● **EXERCISE DESCRIPTION**: Please put the data below into a numbered list, starting at the line that contains "Where can you spot the shelf" and stopping after the last line of the data, with blank lines left out.
Start DATA FOR THIS TASK
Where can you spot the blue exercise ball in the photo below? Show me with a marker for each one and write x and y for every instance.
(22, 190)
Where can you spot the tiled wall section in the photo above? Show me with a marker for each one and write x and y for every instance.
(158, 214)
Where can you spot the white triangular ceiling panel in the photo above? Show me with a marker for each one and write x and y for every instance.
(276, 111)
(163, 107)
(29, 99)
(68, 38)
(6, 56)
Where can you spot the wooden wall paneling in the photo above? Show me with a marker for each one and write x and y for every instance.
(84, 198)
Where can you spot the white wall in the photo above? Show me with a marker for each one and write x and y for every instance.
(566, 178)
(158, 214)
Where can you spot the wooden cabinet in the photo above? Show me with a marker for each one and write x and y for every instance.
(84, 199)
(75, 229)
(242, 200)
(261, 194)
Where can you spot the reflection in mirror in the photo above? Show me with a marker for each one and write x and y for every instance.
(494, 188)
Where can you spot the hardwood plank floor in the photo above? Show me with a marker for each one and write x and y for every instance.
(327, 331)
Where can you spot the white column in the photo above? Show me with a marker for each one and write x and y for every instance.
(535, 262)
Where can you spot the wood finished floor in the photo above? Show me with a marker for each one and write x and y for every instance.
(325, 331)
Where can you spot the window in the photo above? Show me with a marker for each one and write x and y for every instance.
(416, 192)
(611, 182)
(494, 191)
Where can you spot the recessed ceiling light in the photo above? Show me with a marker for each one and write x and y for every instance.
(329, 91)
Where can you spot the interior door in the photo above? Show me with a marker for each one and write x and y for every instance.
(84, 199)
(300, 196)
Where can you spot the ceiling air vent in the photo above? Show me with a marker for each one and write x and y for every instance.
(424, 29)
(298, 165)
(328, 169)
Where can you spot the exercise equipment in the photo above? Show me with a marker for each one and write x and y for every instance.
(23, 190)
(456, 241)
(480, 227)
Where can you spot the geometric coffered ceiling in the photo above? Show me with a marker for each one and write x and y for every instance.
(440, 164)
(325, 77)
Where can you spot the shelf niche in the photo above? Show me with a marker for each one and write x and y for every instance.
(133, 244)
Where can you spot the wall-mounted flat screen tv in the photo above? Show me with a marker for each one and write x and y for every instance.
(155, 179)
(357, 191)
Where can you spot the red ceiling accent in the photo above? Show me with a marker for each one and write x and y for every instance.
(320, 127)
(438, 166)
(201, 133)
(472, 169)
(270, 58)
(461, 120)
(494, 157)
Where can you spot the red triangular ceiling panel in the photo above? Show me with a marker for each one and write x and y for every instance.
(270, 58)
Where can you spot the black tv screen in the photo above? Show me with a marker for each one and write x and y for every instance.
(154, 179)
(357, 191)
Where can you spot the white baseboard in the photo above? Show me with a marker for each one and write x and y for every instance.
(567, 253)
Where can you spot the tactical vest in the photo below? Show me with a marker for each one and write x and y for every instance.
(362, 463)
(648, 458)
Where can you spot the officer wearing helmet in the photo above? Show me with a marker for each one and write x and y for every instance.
End DATA FOR THIS TASK
● **COMPLETED TASK**:
1. Where can you spot the shelf niche in the photo above? Show me with a marker for each one and write x and y for every instance.
2. (133, 244)
3. Where can you spot the wall-mounted flat screen tv in the photo above? Show me with a marker for each one and write x and y for every instance.
4. (155, 179)
5. (357, 191)
6. Where can you spot the red ceiling accent in the photo above? Show me with a marker for each one and write x and y for every instance.
7. (320, 127)
8. (438, 166)
9. (201, 133)
10. (472, 169)
11. (270, 58)
12. (461, 120)
13. (494, 157)
14. Where can you spot the red triangular ceiling panel in the photo above? Show me with a marker for each one and write x and y for every instance.
15. (270, 58)
16. Where can you spot the black tv screen in the photo above? Show me with a marker for each one and write x and y for every instance.
17. (154, 179)
18. (357, 191)
19. Where can you spot the white baseboard in the photo above? Show me with a marker for each one and write x and y for every instance.
20. (567, 253)
21. Where can you spot the tactical vest in the photo below? Show me with a marker for each one and write x and y for every instance.
22. (362, 463)
23. (648, 458)
24. Where can you spot the officer wearing helmet in the photo above? Show me with a marker for each one and write x and y for every instance.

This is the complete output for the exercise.